◆ **Aim of the task**
In the records below, find the line with "## Quickstart" and repeat exactly every line from it through the line with "Where can the suv rear wiper". Pictures stay out.

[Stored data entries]
* * * * *
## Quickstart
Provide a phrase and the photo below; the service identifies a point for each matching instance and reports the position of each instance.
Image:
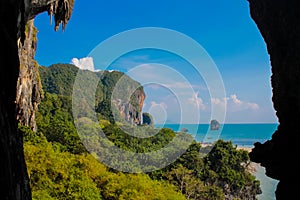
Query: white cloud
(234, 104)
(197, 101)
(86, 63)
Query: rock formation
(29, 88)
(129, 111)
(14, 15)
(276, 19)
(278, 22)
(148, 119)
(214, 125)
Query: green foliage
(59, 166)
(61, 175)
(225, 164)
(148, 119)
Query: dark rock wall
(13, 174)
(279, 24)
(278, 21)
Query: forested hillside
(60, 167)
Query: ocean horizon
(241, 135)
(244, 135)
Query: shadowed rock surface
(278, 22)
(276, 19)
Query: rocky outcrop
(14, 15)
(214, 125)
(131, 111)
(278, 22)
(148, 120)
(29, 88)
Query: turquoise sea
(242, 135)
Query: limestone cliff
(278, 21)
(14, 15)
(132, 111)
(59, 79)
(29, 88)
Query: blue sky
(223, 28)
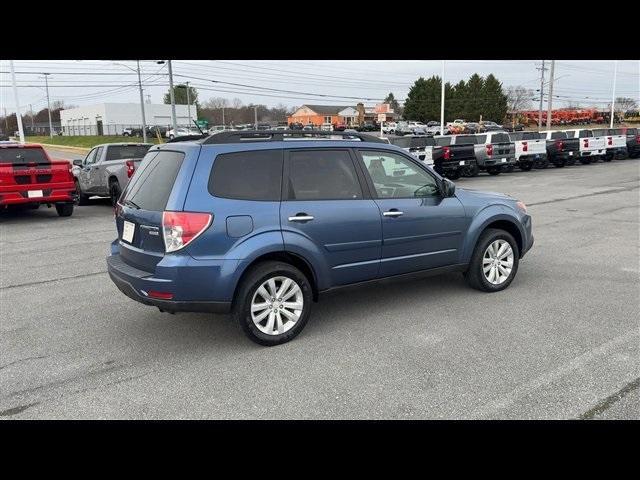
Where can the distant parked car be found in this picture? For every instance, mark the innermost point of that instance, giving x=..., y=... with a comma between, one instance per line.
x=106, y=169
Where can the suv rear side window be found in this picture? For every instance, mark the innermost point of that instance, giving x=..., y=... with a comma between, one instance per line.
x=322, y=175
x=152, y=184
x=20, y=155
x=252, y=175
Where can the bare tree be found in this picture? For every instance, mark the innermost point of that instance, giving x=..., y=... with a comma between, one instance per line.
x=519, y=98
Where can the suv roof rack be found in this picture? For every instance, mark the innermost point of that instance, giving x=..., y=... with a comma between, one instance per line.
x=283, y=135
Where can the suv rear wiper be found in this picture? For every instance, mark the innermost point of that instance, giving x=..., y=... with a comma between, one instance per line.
* * * * *
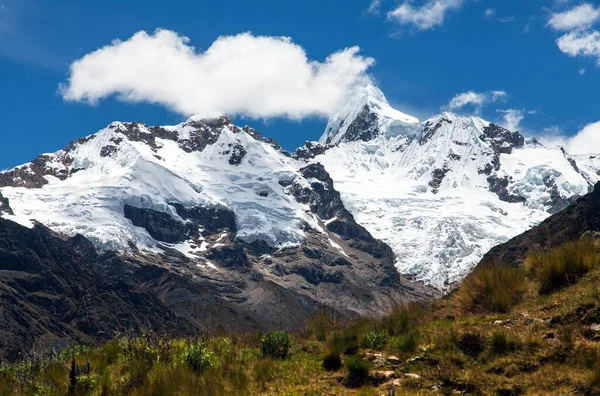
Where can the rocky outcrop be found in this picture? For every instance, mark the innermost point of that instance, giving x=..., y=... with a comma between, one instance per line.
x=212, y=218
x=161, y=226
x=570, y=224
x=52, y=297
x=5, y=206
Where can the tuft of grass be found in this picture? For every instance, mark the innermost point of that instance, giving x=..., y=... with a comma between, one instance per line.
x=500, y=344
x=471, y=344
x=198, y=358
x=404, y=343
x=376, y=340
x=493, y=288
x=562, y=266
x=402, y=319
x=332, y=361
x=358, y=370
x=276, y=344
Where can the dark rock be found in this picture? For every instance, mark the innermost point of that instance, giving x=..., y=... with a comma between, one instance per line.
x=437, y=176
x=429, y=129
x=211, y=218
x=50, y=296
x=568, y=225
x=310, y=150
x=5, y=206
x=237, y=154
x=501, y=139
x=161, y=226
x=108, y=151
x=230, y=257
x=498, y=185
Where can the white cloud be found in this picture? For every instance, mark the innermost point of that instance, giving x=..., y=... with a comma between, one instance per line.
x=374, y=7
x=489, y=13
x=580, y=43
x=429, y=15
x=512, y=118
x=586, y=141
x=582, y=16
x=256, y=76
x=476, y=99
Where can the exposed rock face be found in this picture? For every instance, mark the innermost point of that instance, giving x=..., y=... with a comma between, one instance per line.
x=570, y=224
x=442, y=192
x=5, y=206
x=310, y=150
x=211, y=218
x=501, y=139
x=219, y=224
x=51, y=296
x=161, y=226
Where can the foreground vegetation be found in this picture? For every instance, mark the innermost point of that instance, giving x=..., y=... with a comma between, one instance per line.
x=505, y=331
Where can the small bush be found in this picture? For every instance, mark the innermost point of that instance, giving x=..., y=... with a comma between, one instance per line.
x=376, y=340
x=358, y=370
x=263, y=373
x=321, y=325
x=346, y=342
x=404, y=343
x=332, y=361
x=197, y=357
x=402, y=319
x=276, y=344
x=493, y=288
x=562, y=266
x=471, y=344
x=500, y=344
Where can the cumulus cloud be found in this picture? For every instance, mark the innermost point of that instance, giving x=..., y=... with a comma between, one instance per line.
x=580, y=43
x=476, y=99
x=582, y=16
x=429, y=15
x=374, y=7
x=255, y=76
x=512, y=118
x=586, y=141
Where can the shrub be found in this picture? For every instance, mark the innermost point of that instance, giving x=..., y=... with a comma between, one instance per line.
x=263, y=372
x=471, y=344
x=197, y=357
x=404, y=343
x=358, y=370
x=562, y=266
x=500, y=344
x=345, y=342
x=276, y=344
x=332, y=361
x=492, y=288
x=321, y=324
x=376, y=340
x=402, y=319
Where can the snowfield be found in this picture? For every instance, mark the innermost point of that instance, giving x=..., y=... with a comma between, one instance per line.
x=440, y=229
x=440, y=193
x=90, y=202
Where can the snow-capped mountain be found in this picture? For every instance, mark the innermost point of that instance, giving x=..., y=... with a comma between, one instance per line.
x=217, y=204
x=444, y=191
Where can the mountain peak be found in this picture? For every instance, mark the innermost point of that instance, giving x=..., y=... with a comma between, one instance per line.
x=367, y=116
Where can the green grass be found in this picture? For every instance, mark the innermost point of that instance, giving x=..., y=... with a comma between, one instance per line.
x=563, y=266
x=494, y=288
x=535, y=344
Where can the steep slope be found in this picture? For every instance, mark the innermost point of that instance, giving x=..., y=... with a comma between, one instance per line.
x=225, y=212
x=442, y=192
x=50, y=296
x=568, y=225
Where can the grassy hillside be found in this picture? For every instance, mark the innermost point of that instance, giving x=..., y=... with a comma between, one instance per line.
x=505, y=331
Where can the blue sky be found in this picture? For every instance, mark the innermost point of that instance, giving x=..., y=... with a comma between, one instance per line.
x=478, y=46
* * * * *
◆ **Exercise output**
## Quickstart
Provide a phrase and the photo below; the service identifies a point for each matching instance and reports the position of each instance.
Image:
Query: white cloud
(234, 104)
(197, 101)
(86, 63)
Query: rock formation
(29, 88)
(129, 111)
(14, 15)
(276, 19)
(278, 22)
(148, 119)
(214, 125)
Query: green foliage
(59, 166)
(61, 175)
(225, 164)
(148, 119)
Query: dark rock wall
(13, 174)
(279, 24)
(278, 21)
Query: forested hillside
(60, 167)
Query: ocean horizon
(241, 135)
(244, 135)
Query: shadowed rock surface
(278, 22)
(276, 19)
Query: rocky outcrop
(14, 15)
(214, 125)
(131, 111)
(278, 22)
(148, 120)
(29, 88)
Query: turquoise sea
(242, 135)
Query: limestone cliff
(278, 21)
(14, 15)
(132, 111)
(59, 79)
(29, 88)
Query: blue sky
(223, 28)
Where can the distant parked car be found in this picture? For every instance, mark the innermost point of that instance, giving x=..., y=... with a comma between, one instance per line.
x=106, y=169
Where can the suv rear side window be found in this picture? For every instance, mark the innermost point of that instance, giving x=..., y=... with a comma between, one instance per line.
x=322, y=175
x=152, y=184
x=20, y=155
x=252, y=175
Where can the bare tree be found in this picture? For every instance, mark the innermost point of that instance, giving x=..., y=... with a comma between, one instance per line.
x=519, y=98
Where can the suv roof rack be found in this picture? For every instance, mark the innermost point of that instance, giving x=..., y=... with a comma between, one instance per line.
x=283, y=135
Where can the suv rear wiper be found in this picture? For every instance, mark the innermost point of that instance, giving x=..., y=... with a comma between, one instance per line.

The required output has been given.